Directions for this task. What is needed is an exact transcription of the line with "Expected output: the position of each instance of the hazy" and all the lines that follow it in the entries below; add nothing else.

Exercise material START

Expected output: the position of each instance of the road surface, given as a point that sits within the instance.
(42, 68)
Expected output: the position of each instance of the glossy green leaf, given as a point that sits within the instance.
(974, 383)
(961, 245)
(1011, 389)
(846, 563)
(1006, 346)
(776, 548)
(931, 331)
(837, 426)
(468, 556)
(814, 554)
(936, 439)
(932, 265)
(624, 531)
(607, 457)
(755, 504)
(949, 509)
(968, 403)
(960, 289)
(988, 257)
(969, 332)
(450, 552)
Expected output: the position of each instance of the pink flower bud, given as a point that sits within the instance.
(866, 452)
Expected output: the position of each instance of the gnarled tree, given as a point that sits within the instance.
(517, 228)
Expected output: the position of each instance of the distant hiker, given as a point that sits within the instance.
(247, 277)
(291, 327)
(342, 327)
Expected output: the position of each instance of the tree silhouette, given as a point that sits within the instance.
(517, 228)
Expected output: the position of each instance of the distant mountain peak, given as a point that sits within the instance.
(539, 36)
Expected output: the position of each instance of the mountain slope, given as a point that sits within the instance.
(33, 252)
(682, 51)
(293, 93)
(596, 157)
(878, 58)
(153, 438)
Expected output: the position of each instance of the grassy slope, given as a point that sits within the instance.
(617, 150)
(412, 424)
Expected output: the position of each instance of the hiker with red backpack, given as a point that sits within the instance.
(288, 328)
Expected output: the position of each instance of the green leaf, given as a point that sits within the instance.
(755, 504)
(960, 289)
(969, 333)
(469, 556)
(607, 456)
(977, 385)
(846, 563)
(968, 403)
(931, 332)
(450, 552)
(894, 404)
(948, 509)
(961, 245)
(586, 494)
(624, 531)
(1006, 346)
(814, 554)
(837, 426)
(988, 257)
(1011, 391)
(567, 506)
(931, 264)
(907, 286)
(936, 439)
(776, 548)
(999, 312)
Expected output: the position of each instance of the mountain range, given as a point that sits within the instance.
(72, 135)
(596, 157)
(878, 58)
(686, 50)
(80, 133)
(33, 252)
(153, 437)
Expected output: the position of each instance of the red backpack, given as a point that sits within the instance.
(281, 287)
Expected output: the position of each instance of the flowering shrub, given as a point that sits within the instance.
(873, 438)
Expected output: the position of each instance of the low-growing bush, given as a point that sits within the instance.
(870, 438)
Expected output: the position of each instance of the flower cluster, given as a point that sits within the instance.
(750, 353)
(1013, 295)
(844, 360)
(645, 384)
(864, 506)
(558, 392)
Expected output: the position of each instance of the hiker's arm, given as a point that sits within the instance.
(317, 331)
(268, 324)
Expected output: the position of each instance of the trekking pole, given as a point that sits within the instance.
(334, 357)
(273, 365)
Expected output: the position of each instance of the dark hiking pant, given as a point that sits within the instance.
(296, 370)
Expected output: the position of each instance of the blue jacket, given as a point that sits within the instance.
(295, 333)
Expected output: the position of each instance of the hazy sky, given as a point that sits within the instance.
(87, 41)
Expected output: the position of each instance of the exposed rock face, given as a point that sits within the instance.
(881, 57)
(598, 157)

Exercise material END

Output.
Expected output: the position of each instance of the hazy sky, given as a point that sits within the instance.
(87, 41)
Expected output: the position of each instance of the exposed rock face, given as a point that sits within the instance.
(881, 57)
(598, 157)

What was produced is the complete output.